Referring expression pointing data
▶

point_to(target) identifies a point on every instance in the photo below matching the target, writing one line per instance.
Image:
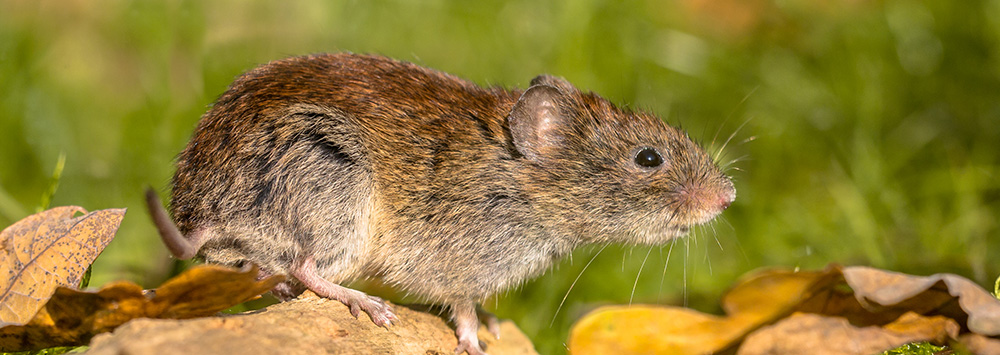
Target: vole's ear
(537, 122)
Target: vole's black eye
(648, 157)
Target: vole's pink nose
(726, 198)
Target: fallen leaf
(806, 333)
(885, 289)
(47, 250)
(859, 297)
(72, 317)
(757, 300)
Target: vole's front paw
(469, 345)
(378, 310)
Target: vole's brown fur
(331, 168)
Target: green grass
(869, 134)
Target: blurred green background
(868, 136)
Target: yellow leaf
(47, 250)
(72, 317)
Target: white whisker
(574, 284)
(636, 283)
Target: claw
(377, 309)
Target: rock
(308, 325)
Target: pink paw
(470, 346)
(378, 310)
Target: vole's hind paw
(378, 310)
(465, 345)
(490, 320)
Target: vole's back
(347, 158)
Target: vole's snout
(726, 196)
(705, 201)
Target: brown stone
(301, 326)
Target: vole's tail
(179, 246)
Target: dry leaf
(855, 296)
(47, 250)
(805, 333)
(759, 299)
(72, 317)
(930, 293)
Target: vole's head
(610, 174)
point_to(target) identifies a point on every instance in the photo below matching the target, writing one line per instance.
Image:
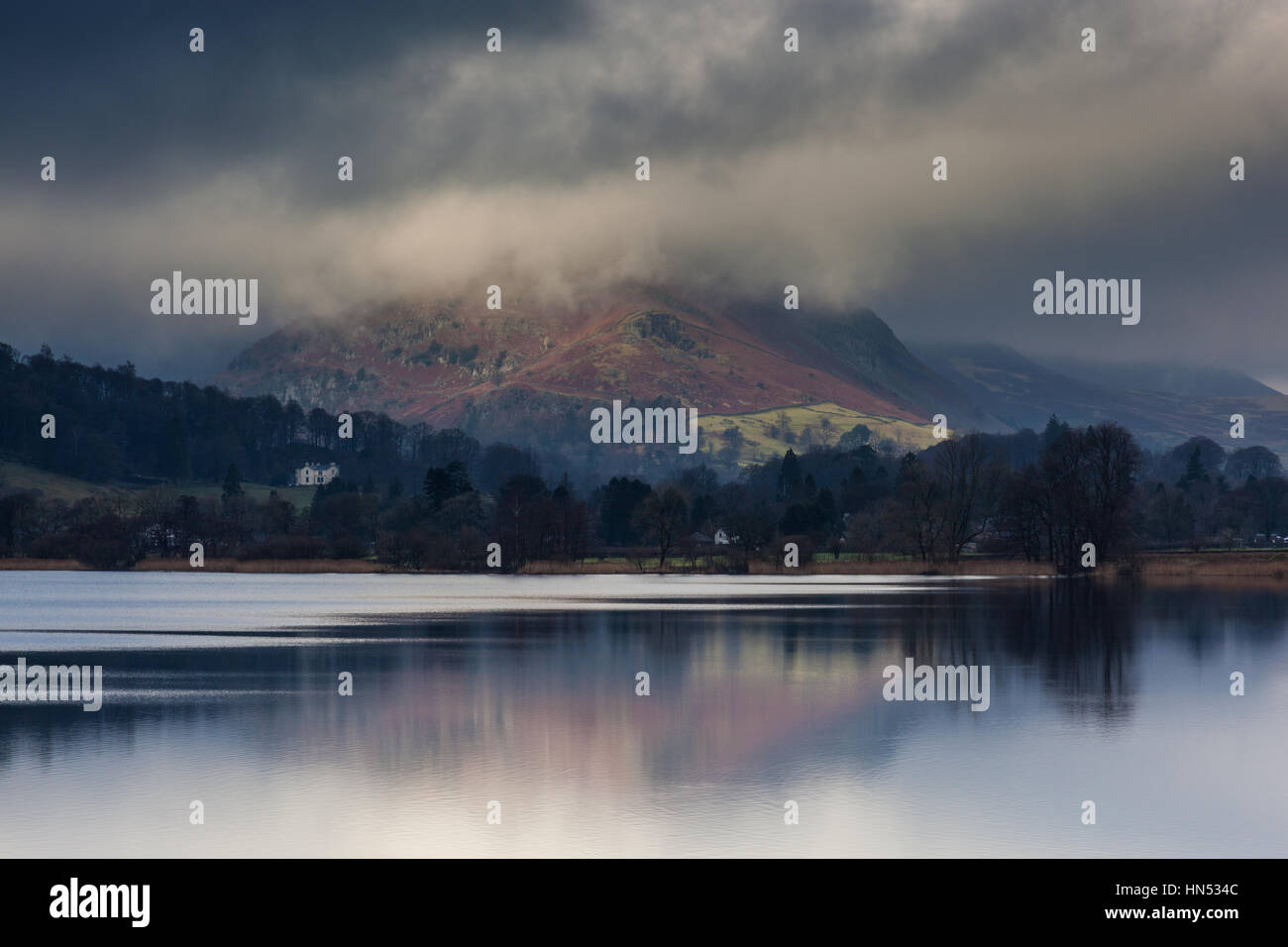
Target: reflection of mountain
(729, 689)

◀
▶

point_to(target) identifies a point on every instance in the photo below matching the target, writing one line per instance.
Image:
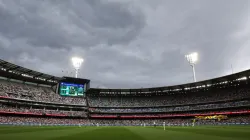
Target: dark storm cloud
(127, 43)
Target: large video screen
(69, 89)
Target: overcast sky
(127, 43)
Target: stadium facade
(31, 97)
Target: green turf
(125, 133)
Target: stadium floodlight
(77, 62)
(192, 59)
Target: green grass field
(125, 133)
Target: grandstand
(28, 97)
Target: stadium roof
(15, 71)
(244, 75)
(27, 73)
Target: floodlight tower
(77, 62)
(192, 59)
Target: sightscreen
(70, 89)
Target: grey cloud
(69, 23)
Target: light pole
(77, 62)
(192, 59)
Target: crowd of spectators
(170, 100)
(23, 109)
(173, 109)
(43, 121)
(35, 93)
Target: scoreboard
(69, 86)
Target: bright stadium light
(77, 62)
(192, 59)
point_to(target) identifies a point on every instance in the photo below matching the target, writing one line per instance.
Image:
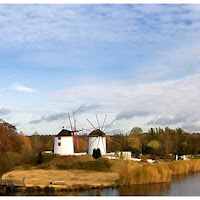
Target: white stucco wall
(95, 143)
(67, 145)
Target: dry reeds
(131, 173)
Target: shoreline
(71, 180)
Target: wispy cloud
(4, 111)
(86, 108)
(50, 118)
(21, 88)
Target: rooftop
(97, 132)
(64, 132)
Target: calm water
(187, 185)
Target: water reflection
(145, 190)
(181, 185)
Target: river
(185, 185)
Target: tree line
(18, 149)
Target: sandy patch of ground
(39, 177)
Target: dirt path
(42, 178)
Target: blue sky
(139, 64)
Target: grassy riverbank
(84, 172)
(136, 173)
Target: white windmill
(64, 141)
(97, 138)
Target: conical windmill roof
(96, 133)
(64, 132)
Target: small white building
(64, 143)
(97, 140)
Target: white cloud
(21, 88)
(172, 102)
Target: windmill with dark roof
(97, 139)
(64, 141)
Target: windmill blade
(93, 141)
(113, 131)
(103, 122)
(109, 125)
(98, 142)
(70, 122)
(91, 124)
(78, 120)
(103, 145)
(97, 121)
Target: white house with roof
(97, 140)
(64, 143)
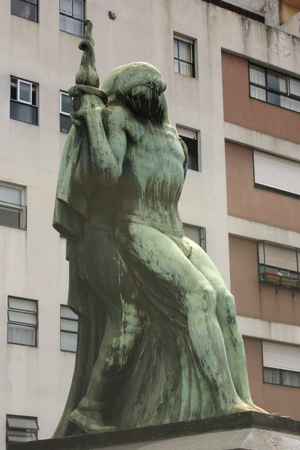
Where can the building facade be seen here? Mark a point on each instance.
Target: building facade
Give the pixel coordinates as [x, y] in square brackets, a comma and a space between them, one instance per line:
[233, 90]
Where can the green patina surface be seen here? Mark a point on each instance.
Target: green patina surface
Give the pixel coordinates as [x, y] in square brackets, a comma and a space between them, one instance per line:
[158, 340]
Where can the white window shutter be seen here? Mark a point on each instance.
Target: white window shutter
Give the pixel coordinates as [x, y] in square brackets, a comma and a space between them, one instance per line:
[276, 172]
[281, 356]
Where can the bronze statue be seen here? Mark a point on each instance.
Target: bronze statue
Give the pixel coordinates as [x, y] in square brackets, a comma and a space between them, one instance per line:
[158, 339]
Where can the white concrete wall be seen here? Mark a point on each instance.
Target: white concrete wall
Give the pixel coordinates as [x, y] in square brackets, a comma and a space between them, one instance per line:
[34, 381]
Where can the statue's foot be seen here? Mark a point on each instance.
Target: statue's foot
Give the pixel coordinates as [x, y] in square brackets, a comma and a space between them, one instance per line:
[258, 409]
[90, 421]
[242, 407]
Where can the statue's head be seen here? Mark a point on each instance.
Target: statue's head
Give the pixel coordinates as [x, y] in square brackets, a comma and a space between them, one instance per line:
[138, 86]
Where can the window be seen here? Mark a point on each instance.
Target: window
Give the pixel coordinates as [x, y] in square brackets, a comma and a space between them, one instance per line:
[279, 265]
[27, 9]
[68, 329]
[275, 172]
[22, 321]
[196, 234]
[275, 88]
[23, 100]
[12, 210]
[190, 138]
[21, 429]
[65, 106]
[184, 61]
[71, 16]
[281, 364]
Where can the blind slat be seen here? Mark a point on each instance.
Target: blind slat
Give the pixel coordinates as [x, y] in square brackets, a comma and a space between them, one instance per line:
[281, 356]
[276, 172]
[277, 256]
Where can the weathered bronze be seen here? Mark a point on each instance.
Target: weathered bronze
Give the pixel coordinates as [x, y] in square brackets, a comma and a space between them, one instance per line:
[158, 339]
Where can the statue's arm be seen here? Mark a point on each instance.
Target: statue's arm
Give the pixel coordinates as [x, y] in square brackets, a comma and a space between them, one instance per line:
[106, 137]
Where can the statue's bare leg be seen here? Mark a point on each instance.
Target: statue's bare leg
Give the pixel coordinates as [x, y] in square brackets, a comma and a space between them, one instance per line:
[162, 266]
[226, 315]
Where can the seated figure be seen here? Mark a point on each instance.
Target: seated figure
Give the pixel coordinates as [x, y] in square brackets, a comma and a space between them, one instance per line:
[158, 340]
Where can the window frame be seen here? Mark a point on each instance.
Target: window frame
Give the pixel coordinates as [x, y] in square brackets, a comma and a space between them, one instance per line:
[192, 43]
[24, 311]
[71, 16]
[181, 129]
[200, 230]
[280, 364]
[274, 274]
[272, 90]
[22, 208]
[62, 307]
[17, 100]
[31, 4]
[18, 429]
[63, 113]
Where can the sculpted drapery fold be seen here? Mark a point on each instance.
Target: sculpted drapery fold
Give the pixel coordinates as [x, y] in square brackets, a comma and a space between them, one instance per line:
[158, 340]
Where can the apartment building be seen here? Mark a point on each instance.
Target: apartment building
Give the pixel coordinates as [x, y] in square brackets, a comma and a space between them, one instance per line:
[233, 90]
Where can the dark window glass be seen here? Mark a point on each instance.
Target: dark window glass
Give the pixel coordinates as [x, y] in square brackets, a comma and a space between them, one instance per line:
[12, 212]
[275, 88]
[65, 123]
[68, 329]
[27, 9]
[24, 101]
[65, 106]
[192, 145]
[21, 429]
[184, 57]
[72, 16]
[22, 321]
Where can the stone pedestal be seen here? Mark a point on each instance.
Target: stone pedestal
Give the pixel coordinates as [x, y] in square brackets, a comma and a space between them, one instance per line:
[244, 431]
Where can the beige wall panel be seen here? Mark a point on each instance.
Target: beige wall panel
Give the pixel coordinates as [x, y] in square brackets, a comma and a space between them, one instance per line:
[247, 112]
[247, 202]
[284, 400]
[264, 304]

◀
▶

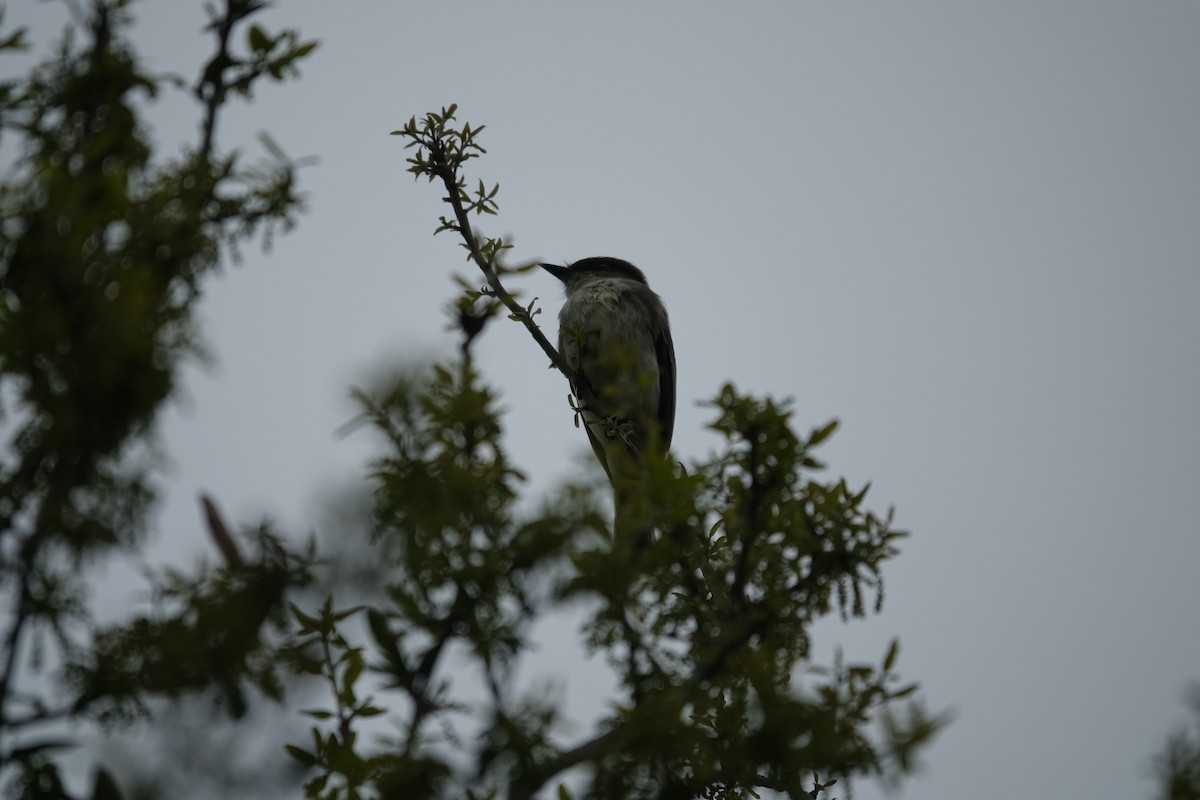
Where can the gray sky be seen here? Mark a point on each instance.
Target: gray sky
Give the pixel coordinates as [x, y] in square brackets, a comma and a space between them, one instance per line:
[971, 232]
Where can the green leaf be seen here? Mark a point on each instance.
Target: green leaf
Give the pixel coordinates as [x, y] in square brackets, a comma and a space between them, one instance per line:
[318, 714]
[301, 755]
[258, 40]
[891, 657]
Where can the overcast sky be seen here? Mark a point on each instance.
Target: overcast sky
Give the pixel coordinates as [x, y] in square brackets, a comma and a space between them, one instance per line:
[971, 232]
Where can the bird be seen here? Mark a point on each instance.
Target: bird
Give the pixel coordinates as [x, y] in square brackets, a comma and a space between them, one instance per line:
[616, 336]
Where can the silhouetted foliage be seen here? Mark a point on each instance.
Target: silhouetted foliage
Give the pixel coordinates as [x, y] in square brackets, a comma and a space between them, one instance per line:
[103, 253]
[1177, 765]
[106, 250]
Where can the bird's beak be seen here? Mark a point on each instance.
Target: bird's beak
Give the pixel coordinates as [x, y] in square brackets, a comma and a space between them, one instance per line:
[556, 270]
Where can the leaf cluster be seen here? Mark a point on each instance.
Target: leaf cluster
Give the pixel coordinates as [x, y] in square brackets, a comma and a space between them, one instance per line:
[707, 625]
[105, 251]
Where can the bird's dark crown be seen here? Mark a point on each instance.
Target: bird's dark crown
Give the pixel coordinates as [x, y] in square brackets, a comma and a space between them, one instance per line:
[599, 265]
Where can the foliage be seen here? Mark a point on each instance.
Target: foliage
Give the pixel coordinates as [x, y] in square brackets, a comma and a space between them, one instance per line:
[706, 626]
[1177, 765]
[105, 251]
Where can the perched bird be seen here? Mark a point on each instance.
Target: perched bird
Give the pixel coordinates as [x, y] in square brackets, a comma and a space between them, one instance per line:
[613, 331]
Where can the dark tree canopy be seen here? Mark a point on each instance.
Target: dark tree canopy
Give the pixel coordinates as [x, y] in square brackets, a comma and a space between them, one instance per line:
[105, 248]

◀

Exercise -> Scan the entries above for the word "canopy" and collect each line holding it.

Task output ->
Where can the dark tree canopy be seen here? Mark a point on each instance.
Target: dark tree canopy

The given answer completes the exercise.